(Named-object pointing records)
((
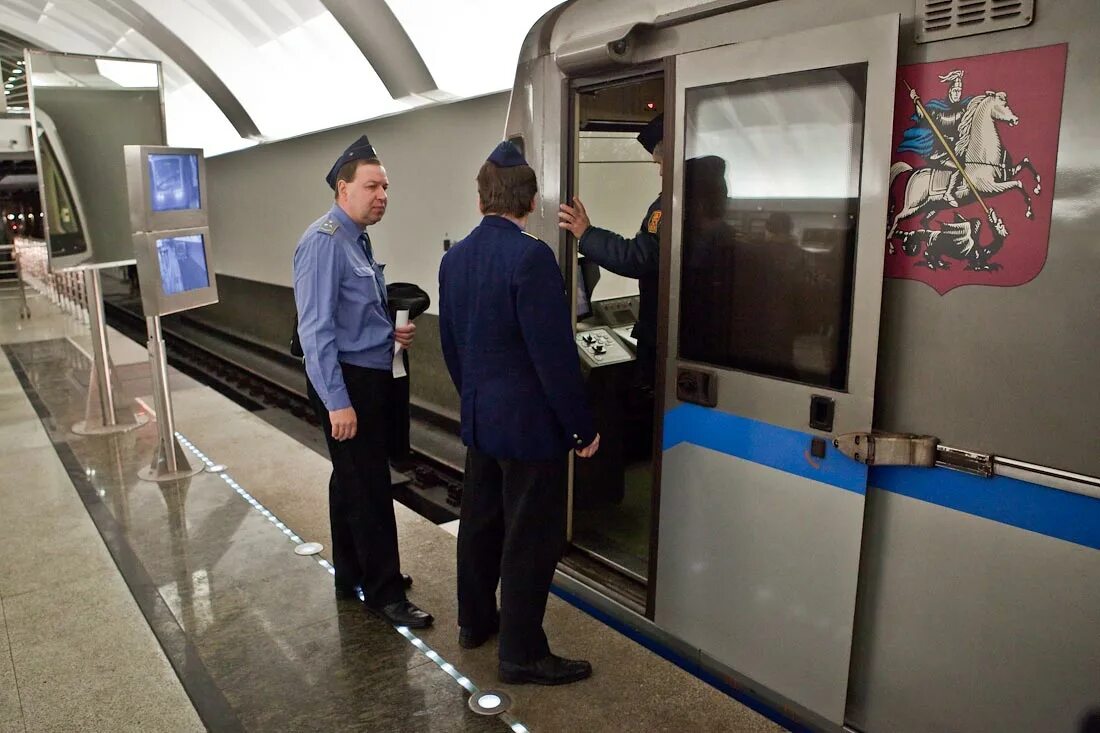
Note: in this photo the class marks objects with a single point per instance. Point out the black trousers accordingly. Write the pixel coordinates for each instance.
(361, 505)
(512, 531)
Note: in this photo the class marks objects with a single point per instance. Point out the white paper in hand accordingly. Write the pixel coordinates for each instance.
(403, 319)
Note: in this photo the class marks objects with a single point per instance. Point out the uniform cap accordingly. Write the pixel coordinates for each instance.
(361, 150)
(506, 155)
(652, 133)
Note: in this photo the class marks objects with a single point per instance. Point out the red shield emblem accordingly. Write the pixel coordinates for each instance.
(971, 181)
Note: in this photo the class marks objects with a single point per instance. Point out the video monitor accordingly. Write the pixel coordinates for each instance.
(174, 182)
(64, 226)
(167, 187)
(176, 270)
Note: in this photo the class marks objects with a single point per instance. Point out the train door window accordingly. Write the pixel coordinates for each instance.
(617, 181)
(771, 198)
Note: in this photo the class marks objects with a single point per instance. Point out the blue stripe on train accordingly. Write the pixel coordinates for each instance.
(1051, 512)
(1071, 517)
(761, 442)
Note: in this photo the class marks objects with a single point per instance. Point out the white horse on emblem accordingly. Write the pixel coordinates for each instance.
(986, 162)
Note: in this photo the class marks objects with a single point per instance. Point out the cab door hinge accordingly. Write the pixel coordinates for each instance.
(967, 461)
(888, 448)
(904, 449)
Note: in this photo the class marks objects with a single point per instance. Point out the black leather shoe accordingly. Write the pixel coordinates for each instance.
(403, 613)
(471, 638)
(550, 669)
(351, 593)
(348, 593)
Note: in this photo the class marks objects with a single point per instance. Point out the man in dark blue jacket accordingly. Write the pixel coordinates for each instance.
(638, 256)
(508, 345)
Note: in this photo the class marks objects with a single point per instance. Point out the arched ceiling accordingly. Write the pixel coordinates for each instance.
(241, 72)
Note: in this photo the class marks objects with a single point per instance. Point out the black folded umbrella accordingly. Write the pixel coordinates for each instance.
(400, 296)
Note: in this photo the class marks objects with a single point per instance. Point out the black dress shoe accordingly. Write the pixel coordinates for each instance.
(471, 638)
(403, 613)
(550, 669)
(348, 593)
(351, 593)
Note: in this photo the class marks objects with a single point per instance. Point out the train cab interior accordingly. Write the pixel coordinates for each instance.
(617, 179)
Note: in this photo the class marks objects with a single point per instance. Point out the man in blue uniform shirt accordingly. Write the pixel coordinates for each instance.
(508, 345)
(638, 256)
(348, 341)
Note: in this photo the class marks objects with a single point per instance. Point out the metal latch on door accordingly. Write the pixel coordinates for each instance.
(888, 448)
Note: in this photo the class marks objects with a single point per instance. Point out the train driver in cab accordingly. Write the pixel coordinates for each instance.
(638, 256)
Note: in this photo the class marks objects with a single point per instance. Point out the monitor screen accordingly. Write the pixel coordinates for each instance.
(174, 182)
(583, 296)
(183, 263)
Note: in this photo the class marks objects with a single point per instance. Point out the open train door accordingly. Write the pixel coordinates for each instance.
(779, 201)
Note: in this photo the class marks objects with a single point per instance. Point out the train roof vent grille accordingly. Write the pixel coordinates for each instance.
(938, 20)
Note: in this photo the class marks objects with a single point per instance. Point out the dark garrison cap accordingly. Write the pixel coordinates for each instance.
(361, 150)
(652, 133)
(506, 155)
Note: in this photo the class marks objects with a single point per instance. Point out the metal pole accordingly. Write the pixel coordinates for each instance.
(100, 351)
(165, 420)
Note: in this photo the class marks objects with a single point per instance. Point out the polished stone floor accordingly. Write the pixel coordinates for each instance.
(250, 628)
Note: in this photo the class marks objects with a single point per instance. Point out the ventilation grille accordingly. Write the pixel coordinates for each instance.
(938, 20)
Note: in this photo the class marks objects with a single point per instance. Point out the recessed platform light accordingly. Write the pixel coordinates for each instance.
(308, 548)
(490, 702)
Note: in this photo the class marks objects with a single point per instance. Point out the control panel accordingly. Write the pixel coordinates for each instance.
(617, 312)
(600, 348)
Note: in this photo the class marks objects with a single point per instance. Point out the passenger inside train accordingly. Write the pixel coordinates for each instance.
(760, 395)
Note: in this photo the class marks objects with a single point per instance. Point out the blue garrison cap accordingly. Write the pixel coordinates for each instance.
(361, 150)
(652, 133)
(506, 155)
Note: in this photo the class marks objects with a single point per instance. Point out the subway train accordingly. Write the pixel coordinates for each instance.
(865, 488)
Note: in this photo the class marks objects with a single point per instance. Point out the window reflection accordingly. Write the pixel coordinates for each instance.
(770, 207)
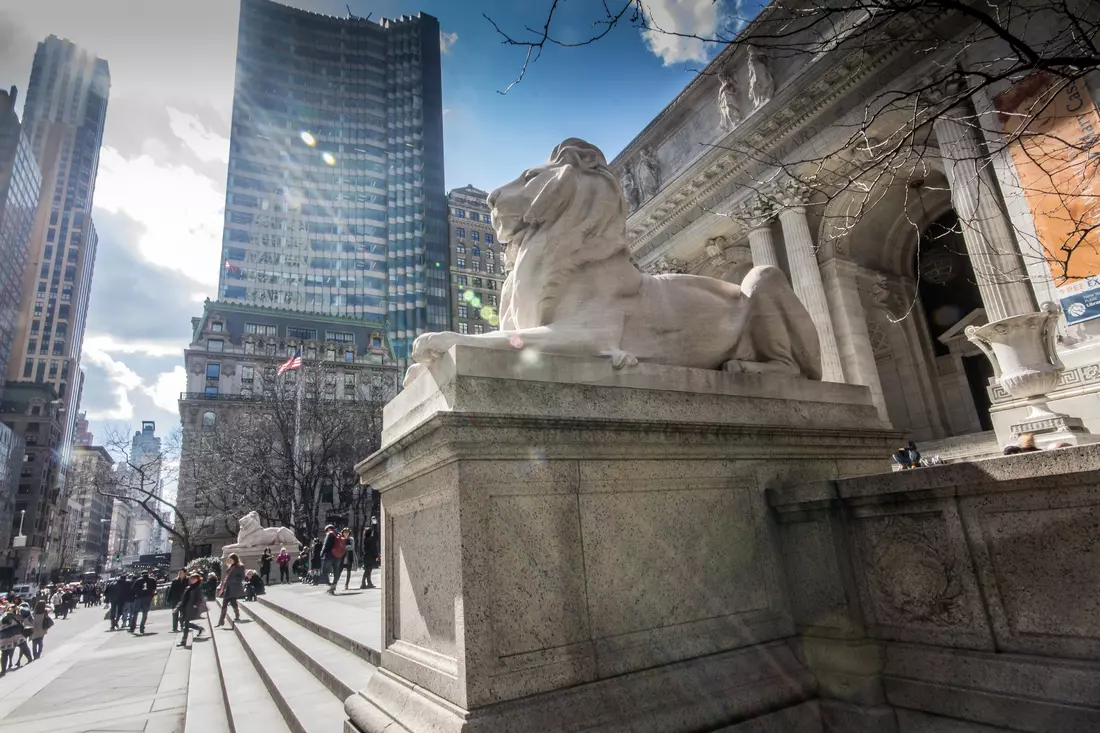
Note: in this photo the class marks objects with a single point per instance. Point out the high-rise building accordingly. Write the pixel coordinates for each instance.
(63, 119)
(334, 201)
(20, 182)
(476, 263)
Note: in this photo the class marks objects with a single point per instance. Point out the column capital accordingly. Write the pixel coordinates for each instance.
(756, 212)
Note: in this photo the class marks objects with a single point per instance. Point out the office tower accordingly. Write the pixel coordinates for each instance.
(334, 201)
(20, 182)
(476, 263)
(63, 118)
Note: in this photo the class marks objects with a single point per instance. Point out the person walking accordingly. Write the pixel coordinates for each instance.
(332, 553)
(40, 625)
(370, 555)
(349, 559)
(144, 590)
(283, 560)
(265, 566)
(190, 608)
(175, 595)
(232, 588)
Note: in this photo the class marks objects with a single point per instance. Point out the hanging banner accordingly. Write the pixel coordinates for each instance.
(1056, 151)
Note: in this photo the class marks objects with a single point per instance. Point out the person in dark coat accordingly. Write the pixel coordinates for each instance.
(175, 595)
(265, 566)
(190, 608)
(232, 588)
(370, 550)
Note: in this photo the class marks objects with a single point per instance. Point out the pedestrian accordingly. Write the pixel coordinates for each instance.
(175, 595)
(332, 553)
(283, 560)
(370, 555)
(144, 590)
(41, 624)
(265, 565)
(191, 606)
(349, 559)
(232, 588)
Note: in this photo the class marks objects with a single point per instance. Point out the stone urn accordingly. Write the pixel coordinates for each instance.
(1026, 365)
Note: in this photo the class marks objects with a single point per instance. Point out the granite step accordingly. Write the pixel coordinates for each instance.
(251, 707)
(341, 670)
(307, 706)
(206, 701)
(345, 625)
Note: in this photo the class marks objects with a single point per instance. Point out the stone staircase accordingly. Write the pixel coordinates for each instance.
(289, 664)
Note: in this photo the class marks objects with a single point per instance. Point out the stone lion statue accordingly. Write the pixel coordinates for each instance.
(573, 290)
(252, 534)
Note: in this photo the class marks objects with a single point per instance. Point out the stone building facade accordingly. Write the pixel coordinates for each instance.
(476, 263)
(892, 269)
(231, 365)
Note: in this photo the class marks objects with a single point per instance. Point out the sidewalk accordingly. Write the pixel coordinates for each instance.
(101, 680)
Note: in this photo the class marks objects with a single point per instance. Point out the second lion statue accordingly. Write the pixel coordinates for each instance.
(573, 290)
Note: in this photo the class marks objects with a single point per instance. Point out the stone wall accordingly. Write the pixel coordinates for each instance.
(949, 599)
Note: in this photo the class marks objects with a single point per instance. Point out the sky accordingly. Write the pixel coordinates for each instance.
(160, 193)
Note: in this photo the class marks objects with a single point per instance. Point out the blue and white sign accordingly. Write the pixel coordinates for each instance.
(1080, 301)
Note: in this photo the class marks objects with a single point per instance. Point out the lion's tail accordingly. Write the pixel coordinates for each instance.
(780, 328)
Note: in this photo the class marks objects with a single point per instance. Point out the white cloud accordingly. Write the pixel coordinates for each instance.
(205, 143)
(667, 18)
(180, 209)
(447, 41)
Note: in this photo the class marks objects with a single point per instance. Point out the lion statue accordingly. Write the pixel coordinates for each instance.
(252, 534)
(573, 290)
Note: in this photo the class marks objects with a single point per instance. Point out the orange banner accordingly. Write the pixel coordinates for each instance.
(1056, 150)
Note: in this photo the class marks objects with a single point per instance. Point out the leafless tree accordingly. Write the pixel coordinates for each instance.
(1009, 73)
(289, 452)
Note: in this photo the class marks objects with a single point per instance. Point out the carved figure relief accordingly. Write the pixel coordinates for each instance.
(912, 573)
(727, 101)
(761, 84)
(630, 190)
(649, 174)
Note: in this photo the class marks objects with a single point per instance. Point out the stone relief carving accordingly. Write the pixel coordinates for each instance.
(761, 84)
(630, 190)
(649, 174)
(574, 288)
(727, 101)
(912, 575)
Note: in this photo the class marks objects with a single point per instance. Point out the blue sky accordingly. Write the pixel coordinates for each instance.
(161, 186)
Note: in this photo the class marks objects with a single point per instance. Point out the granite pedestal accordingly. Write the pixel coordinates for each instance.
(570, 547)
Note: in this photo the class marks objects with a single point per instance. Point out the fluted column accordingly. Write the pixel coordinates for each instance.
(998, 266)
(757, 216)
(805, 276)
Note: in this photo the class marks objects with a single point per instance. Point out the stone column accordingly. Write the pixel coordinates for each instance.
(757, 216)
(806, 277)
(998, 266)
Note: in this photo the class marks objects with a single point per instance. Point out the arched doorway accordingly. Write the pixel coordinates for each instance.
(950, 301)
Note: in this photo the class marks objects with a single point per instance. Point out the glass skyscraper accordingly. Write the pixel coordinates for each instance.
(334, 201)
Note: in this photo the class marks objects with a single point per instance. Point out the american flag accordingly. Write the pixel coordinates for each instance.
(293, 362)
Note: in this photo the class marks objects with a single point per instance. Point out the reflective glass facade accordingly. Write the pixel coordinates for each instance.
(334, 200)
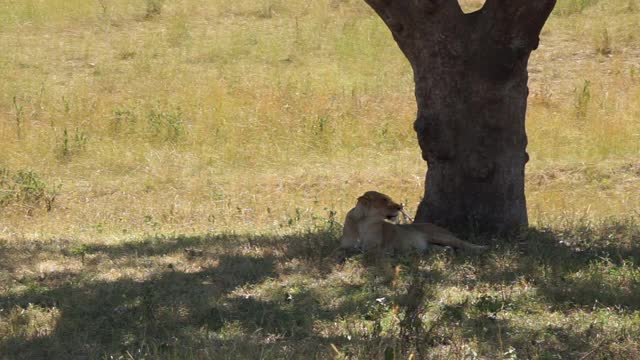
))
▶ [YOUR OBJECTIVE]:
Return each line from the rows above that contains the word "relief". Case counts, so copy only lines where it appears with that exact capitalization.

▶ [SOLUTION TO THIS TASK]:
Note: in this photo the class marks objects with a single point per instance. Point out the carved figure relief accordingly. Write the pixel coordinates for each instance.
Note: in this photo the class marks objects with a single point per instance. Point out the stone relief carving accordingly. Write the pixel coordinates for each instance.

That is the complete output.